Input =>
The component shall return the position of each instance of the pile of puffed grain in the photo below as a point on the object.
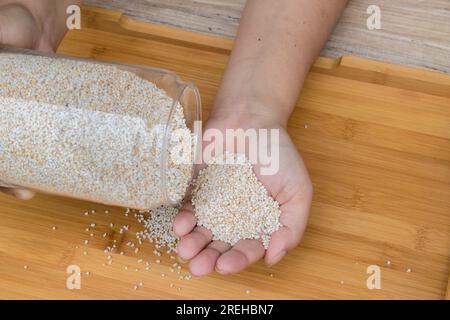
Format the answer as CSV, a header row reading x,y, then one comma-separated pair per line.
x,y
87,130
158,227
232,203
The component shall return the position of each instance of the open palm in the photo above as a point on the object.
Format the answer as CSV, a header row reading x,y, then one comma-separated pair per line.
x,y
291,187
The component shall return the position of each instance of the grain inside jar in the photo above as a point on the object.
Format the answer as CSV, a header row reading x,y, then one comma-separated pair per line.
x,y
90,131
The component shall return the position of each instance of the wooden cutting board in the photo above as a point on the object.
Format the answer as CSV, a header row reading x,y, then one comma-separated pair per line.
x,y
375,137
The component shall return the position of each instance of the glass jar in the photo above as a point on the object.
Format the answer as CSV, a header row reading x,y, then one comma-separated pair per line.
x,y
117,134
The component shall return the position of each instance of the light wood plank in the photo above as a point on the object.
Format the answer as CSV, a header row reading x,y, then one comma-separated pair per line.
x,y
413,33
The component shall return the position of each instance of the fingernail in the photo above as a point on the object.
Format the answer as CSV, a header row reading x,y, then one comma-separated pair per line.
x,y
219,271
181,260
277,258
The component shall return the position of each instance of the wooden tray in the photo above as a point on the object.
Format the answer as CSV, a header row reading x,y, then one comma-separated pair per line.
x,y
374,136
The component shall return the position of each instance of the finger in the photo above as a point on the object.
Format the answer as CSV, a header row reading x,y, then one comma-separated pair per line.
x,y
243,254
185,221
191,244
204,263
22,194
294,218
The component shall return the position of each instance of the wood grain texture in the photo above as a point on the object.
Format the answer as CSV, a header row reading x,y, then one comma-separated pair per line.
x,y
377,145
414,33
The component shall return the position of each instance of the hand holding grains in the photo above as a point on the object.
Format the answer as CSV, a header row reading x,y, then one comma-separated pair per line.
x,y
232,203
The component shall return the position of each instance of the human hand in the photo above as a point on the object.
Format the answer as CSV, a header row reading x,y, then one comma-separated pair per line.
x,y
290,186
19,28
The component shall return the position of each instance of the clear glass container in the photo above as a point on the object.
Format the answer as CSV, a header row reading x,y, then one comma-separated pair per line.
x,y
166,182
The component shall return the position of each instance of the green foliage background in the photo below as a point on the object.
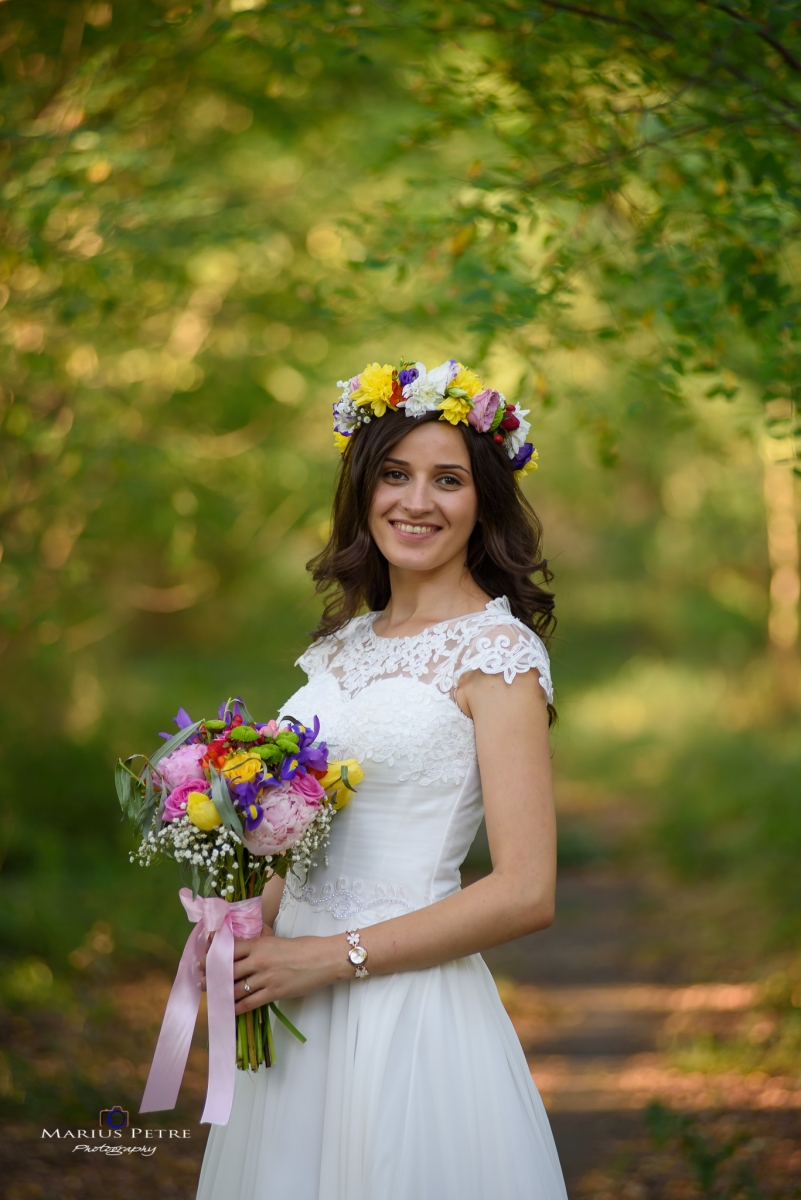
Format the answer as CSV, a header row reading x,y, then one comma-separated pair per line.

Work request =>
Your task is to copy each line of the material that contains the word "wooden".

Exercise response =>
The component shall return the position of each instance of the wooden cutting board in the photo above as a point on the object.
The component shall return the position of each instance of the wooden tray in the photo above as a point on the object.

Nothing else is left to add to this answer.